PROMPT => Format every line of the items below as a JSON list of strings, one string per line, skipping any blank lines.

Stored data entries
▶

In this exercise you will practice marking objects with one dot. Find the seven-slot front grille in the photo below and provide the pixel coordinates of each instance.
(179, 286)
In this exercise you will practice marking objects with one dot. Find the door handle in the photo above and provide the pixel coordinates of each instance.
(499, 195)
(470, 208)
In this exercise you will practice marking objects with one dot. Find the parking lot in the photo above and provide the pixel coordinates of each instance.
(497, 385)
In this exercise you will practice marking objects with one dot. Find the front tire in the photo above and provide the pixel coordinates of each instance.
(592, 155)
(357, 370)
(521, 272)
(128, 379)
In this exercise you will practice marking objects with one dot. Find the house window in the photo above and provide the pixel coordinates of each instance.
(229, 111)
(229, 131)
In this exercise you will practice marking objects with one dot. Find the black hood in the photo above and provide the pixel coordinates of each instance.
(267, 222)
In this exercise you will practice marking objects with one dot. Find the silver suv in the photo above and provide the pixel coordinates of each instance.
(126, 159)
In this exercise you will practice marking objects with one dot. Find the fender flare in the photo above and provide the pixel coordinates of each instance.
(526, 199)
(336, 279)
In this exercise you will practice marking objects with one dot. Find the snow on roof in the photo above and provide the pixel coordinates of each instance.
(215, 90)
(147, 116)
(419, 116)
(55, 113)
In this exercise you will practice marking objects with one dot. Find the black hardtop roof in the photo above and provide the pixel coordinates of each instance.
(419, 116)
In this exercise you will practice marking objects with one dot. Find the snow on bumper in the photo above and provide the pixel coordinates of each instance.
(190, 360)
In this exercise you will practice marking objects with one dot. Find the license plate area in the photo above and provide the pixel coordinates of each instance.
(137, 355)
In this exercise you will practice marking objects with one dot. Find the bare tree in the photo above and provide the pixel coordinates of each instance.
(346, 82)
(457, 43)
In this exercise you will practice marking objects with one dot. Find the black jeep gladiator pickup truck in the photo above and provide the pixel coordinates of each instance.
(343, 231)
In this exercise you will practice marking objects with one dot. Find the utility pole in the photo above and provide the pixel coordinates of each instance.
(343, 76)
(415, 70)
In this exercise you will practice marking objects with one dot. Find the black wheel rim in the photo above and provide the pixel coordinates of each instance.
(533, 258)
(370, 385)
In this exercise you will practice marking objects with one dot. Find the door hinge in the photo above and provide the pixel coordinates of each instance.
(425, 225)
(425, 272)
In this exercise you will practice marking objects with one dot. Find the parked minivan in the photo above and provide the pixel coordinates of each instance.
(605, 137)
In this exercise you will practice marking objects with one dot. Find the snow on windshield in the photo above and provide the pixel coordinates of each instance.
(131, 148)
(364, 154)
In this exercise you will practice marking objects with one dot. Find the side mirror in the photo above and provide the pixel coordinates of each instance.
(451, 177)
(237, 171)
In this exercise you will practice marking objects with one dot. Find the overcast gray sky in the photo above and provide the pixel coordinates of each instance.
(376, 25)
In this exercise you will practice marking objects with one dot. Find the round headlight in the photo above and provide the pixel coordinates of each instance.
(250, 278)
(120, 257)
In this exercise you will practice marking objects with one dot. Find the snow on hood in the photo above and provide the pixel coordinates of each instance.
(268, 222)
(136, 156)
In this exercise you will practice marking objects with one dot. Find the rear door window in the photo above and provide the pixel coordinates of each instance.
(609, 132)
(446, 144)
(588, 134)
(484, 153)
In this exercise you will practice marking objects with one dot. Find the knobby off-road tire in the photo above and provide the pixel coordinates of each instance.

◀

FINAL ANSWER =>
[
  "In this exercise you will practice marking objects with one dot. Find the seven-slot front grille in the photo below and provide the pixel coordinates of each instance.",
  "(179, 286)",
  "In this exercise you will practice marking objects with one dot. Find the door handle in the photo above and provide the pixel coordinates of each instance.",
  "(499, 195)",
  "(470, 208)",
  "In this exercise you will practice marking objects with one dot. Find the parking lot in the photo above and provide the pixel coordinates of each instance.",
  "(497, 385)",
  "In this exercise you will practice marking objects with one dot. Find the front tire in the photo above and provide the pixel coordinates of each instance.",
  "(592, 155)",
  "(357, 370)",
  "(521, 272)",
  "(128, 379)",
  "In this exercise you will practice marking objects with one dot. Find the house window in the photo above and provide the pixel coordinates of each instance.",
  "(229, 111)",
  "(229, 131)",
  "In this exercise you will practice marking objects with one dot. Find the black hood in the photo above and provide the pixel coordinates of each instance.",
  "(267, 222)",
  "In this exercise you will practice marking objects with one dot. Find the silver suv in the photo above and provide the pixel coordinates of each instance.",
  "(126, 159)",
  "In this exercise you will practice marking objects with one dot. Find the fender flare in the photo above and provide the pixel coordinates of each instance.",
  "(526, 199)",
  "(336, 279)",
  "In this exercise you will practice marking objects with one dot. Find the snow on roof in the photo above and provide the pixel coordinates of each instance.",
  "(215, 90)",
  "(147, 116)",
  "(419, 116)",
  "(55, 113)",
  "In this exercise you will practice marking objects with one dot. Find the black hardtop roof in the photo above and provide the pixel coordinates of each instance.",
  "(419, 116)",
  "In this exercise you will practice marking objects with one dot. Find the snow on bumper in the photo above and provide the pixel coordinates of each instance.",
  "(190, 360)",
  "In this exercise you will practice marking objects with one dot. Find the license plate area in the photo above and provide the pixel coordinates of each instance.",
  "(137, 355)",
  "In this exercise you will practice marking objects with one dot. Find the bare tree in the photo above and provide the pixel coordinates of each instance.",
  "(346, 82)",
  "(457, 43)",
  "In this exercise you will practice marking objects with one dot. Find the black jeep gladiator pickup truck in the photo above and provide the pixel coordinates of each instance.",
  "(343, 231)",
  "In this exercise you will practice marking objects with one dot. Find the utility pole in the photo above and provide the pixel coordinates of each instance.",
  "(343, 76)",
  "(415, 70)",
  "In this exercise you will practice marking objects with one dot. Find the black wheel rim in the photo above and provide the pixel coordinates of each instance.",
  "(533, 258)",
  "(370, 385)",
  "In this exercise you will practice marking objects with one dot. Find the door hinge in the photo above and provide the pixel coordinates of each instance.",
  "(425, 225)",
  "(425, 272)",
  "In this exercise you will practice marking objects with one dot. Find the parked minivan in the photo above and provide the pixel coordinates of each instance.",
  "(605, 137)",
  "In this exercise you will practice marking objects with one dot. Find the snow on windshield in the photo above and provide the pixel coordinates of each instance.",
  "(131, 148)",
  "(364, 154)",
  "In this exercise you will practice marking objects with one dot. Find the side mirror in the photo above and provide the pixel coordinates of each instance.",
  "(451, 177)",
  "(237, 171)",
  "In this exercise you will practice marking objects with one dot. Find the overcast gray sky in the photo above and provide the pixel coordinates of each instance.",
  "(376, 25)",
  "In this exercise you will practice marking objects with one dot. Find the round headlight in the photo above and provide the pixel coordinates of each instance.",
  "(250, 278)",
  "(120, 257)",
  "In this exercise you will practice marking objects with one dot. Find the snow on hood in the photo above and provide the pixel coordinates of each instance.",
  "(268, 222)",
  "(136, 156)",
  "In this exercise you will practice marking objects with one dot. Find the rear door window in the photo above and provide the pixel coordinates of each instance.",
  "(609, 132)",
  "(446, 144)",
  "(588, 134)",
  "(484, 153)",
  "In this exercise you will practice marking objects with one dot. Find the knobby off-road tire in the photo above and provide the pixel coordinates of each instance."
]